### TASKS TO COMPLETE
a) Answer these questions from the paper on Tamias, one line each:
(i) Besides checking production rules, what two things can Tamias do, according to the abstract?
(ii) According to the introduction, why is PEG not ambiguous grammar?
(iii) In the definition of a PEG, what does R stand for?
b) Continue the paper on Tamias from its final line, the definition of the start expression.

### DOCUMENT EXCERPT
Implementation of Tamias to Check Production Rules for Parsing Expression Grammar
- DOI
- 10.2991/jrnal.k.190828.011How to use a DOI?
- Keywords
- Syntax analysis; parser; parsing expression grammar; packrat parsing
- Abstract
Parsing Expression Grammar (PEG) proposed by Ford has the higher expressive ability than traditional Backus–Naur form, but it also has problems such as prefix capture. “Prefix capture” is a problem of hiding the language to be accepted according to the order of choice. To support checking syntax files including such mistakes, this paper proposes Tamias: a production rules checker to support checking the PEG syntax files. Tamias has PEG interpreter which can check production rules of PEG. It can verify the behavior of production rules and measure the reach rate of choices.
- Copyright
- © 2019 The Authors. Published by Atlantis Press SARL.
- Open Access
- This is an open access article distributed under the CC BY-NC 4.0 license (http://creativecommons.org/licenses/by-nc/4.0/).
1. INTRODUCTION
Backus–Naur Form (BNF) can express type-2 grammar (CFG: Context-Free Grammar) in the Chomsky hierarchy. Although BNF is traditionally used in the syntax definition of programming languages, it is possible to describe ambiguous grammar (e.g. dangling-else problem). The ambiguous grammar is not allowed programming languages because the compiler would interpret multiple languages. Unfortunately, it has been proved that there is no algorithm to judge that the CFG contains ambiguous grammar [1,2].
On the other hand, Parsing Expression Grammar (PEG) introduced by Ford [3] is not ambiguous grammar because it has ordered choice property. However, the ordered choice causes “prefix capture” [4]. “Prefix capture” is a problem of hiding the language to be accepted according to the order of choice. Checking syntax files that contain such mistakes usually confirms the behavior of the parser generated by the parser generator. However, in confirming the behavior of the parser, it is possible to check only the top level non-terminal symbols, and it is necessary to rebuild the parser for each change in the syntax files. To support checking the syntax files, this paper proposes Tamias to check the production rules in the PEG syntax files.
2. PARSING EXPRESSION GRAMMAR AND ITS PARSING TECHNIQUE
Parsing expression grammar is a formal grammar, introduced by Ford [3]. PEG is deterministic. Therefore, it is suitable for the syntax definition of the programming languages, and it was found that not only the CFG but also a part of the context-sensitive grammar can be expressed.
2.1. Definition of PEG
A PEG G is defined by the four-tuples:
- 1.
VN is a finite set of non-terminal symbols.
- 2.
Σ is a finite set of terminals (Σ ∩ VN = ϕ).
- 3.
R is a finite set of production rules.
- 4.
es is a parsing expression called the start expression.

### RECORDED INFORMATION
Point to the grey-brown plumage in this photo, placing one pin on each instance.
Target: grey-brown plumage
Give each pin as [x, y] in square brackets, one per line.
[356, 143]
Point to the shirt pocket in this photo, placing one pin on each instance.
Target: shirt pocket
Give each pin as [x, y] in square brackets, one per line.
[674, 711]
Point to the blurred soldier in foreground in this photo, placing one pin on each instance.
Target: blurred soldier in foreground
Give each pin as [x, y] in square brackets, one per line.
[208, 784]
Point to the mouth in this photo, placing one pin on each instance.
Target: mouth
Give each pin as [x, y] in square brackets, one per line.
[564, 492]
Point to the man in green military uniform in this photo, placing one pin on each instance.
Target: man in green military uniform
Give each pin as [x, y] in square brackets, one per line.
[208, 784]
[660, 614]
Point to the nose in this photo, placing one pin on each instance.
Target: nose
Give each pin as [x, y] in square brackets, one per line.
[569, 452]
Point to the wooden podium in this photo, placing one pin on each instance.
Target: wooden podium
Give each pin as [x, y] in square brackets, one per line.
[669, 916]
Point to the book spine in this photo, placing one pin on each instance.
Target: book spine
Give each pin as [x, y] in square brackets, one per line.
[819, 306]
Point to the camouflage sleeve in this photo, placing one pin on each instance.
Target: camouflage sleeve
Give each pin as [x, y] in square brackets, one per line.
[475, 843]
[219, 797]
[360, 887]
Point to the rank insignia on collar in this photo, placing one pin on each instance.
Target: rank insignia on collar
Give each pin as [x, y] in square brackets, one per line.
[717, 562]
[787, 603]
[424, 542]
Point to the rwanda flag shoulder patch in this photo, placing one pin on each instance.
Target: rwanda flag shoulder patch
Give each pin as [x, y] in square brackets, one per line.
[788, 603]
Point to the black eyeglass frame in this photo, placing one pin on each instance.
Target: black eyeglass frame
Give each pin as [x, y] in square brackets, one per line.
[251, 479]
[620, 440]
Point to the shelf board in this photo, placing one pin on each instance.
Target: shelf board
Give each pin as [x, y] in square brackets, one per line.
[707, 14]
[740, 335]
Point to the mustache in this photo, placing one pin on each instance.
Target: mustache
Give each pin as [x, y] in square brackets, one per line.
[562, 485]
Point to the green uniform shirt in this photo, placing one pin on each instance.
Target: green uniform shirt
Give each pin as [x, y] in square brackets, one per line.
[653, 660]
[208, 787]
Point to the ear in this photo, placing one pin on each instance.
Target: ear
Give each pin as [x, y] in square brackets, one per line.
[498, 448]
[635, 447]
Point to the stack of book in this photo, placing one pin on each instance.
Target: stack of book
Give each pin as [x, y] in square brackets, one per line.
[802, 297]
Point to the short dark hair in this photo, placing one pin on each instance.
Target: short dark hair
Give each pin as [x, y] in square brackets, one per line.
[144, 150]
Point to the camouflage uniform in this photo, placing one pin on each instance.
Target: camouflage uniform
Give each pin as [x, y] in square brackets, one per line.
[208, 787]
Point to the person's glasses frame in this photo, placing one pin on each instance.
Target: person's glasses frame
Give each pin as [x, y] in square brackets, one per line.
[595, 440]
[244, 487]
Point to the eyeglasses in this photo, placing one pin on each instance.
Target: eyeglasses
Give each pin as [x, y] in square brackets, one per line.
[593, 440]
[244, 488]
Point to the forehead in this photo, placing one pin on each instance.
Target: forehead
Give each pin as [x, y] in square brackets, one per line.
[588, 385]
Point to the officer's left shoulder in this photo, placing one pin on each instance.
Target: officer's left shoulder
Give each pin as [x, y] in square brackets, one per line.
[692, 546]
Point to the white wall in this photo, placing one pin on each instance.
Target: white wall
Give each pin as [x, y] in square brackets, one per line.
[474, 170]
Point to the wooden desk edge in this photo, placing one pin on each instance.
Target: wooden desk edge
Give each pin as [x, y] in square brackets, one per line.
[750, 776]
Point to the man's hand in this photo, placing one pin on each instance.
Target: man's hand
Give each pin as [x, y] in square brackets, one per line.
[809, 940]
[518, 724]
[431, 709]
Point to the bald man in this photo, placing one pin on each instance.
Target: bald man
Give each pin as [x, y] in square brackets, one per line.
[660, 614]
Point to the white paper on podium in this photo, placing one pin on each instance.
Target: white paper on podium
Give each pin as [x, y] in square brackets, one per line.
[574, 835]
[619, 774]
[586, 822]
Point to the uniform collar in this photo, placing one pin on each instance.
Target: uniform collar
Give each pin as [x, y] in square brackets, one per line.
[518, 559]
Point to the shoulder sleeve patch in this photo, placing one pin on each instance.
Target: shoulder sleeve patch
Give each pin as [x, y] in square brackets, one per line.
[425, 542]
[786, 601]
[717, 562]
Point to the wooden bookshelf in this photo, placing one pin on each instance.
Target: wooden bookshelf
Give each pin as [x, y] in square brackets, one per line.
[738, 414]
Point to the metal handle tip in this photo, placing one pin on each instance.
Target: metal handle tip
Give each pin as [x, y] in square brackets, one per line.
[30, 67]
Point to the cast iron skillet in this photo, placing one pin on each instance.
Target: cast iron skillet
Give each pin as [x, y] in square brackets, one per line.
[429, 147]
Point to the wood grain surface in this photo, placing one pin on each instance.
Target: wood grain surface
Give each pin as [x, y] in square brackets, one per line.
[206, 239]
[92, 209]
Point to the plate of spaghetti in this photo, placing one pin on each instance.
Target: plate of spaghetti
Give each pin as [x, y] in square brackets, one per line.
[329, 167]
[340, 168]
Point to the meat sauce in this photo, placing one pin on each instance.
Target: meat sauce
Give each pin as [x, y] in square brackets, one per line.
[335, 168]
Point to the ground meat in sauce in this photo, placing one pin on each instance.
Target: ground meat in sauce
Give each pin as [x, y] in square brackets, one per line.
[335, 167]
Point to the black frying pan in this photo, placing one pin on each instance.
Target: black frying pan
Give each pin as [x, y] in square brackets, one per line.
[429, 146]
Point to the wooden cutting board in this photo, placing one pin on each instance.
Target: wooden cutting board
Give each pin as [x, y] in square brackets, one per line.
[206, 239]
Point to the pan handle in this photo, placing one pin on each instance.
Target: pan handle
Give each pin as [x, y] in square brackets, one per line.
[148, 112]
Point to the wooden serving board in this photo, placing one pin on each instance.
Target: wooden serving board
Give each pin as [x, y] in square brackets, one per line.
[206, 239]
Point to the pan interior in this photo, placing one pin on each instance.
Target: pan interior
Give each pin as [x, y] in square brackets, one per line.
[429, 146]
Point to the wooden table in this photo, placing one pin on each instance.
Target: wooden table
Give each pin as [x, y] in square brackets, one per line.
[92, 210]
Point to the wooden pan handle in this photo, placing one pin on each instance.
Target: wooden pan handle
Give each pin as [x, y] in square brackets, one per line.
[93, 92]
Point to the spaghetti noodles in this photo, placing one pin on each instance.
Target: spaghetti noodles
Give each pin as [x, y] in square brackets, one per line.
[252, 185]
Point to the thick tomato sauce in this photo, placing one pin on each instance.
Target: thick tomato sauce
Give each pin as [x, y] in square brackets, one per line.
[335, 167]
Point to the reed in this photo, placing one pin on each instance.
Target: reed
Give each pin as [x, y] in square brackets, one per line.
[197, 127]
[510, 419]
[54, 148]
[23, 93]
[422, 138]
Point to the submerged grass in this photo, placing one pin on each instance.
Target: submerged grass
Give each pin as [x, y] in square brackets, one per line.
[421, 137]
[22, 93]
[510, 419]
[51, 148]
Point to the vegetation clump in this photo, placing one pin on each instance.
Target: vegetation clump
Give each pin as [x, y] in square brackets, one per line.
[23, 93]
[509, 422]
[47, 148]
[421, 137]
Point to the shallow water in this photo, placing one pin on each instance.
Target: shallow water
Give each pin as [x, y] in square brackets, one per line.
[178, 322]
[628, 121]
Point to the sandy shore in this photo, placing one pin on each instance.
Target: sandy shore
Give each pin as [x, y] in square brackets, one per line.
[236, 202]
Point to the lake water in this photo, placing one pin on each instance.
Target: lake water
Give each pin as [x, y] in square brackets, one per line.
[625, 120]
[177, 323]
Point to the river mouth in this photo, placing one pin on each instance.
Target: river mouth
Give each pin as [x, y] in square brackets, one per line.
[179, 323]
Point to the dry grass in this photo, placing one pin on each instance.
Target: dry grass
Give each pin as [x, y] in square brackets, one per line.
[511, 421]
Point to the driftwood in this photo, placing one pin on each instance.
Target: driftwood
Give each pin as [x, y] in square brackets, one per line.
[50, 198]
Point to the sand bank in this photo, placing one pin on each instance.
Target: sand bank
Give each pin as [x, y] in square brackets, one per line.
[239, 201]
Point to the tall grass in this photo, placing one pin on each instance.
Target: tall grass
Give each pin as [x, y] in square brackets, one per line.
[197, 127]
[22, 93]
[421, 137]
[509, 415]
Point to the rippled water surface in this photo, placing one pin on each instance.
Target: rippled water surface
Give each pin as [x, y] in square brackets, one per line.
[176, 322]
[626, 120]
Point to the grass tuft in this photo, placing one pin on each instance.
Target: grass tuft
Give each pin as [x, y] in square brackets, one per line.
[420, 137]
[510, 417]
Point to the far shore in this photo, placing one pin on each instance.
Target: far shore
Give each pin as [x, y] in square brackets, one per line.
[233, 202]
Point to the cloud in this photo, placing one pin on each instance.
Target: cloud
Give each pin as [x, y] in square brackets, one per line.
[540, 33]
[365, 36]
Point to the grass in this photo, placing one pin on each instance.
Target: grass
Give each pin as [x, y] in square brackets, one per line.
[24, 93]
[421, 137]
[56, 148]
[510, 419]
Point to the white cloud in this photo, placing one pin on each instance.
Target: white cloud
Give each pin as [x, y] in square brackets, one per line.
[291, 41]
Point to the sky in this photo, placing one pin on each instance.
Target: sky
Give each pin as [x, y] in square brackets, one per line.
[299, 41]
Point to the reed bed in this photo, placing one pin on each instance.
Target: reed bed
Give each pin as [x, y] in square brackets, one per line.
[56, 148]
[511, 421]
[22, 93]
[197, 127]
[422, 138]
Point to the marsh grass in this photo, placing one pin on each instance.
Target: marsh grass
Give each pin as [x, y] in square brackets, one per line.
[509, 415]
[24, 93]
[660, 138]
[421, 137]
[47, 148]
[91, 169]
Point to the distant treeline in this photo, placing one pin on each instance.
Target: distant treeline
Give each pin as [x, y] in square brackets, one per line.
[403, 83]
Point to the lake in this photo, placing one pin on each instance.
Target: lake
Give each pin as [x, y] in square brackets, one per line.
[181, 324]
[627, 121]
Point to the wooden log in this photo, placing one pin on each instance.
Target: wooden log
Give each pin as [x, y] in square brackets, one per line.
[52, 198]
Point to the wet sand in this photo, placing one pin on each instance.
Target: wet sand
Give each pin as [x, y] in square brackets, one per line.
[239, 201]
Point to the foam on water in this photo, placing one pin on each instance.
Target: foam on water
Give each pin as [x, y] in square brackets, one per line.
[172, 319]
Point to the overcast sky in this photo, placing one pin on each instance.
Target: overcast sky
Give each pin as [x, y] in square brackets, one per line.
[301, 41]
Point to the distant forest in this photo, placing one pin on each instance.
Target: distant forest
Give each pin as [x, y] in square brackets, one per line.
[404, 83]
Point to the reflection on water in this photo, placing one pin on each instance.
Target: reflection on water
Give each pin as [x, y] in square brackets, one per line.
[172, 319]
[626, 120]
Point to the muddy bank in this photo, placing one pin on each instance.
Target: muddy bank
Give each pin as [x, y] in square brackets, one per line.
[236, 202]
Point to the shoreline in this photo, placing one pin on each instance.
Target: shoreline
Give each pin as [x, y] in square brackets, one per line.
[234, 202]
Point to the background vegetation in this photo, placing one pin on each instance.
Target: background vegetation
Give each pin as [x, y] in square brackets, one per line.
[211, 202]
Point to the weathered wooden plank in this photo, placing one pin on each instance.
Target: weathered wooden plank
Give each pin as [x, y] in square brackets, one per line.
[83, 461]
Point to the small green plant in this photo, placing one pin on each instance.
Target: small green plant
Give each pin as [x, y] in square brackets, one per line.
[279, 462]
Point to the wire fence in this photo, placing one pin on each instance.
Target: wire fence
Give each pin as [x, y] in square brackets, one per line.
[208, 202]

### EXPECTED RESPONSES
a)
(i) It can verify the behavior of production rules and measure the reach rate of choices.
(ii) Because it has the ordered choice property.
(iii) A finite set of production rules.

b)
2.2. Packrat Parsing Technique
Packrat parsing is one of the parsing techniques that can parse PEG [5]. It is a top-down parsing technique proposed by Ford in 2002. Ford solved the problem that the parsing time of PEG including a backtracking increases exponentially with linear time by memoization of the parsing result.
2.3. Prefix Capture
“Prefix capture” is a problem of hiding the language to be accepted according to the order of choice. For example, the grammar “A = (‘+’/‘++’)[a–z]” does not accept the language “++i”. The reason is that parsing “[a–z]” fails after parsing “+” of the language “++i”. To solve this problem, the order ‘+’ and ‘++’ is reversed. Thus, it is difficult to understand prefix capture immediately.
3. TAMIAS
Tamias is a production rules checker to support checking the syntax files for PEG. Tamias has three areas: a text editor area, a list of non-terminal symbols, and a production rules check area. Tamias parses the production rules entered in the text editor area and converts them into an Abstract Syntax Tree (AST) as shown in Figure 1. Tamias has PEG interpreter which can check all choices and any non-terminal symbols in production rules according to PEG. Also, Tamias can parse without building a parser. A checking method using a PEG interpreter can be selected from the production rules check area. There are two methods of checking the production rules, “production rules verification” and “reach rate measurement”. Both methods require one testable symbol and one input string. A testable symbol refers to a non-terminal symbol from which a terminal symbol can be derived. Tamias recursively searches and extracts testable symbols from the grammar described in the text editor area.
3.1. Production Rules Verification
Production rules verification can confirm whether the input string is accepted by the production rule. In one verification, production rules verification requires an expected output in addition to one testable symbol and one input string. The users can select whether the specified input string is accepted or rejected. Tamias displays the comparison result between the expected output and the output of PEG interpreter. If the expected output and the actual output are equal, “Passed” is displayed. Otherwise, “Failed” is displayed.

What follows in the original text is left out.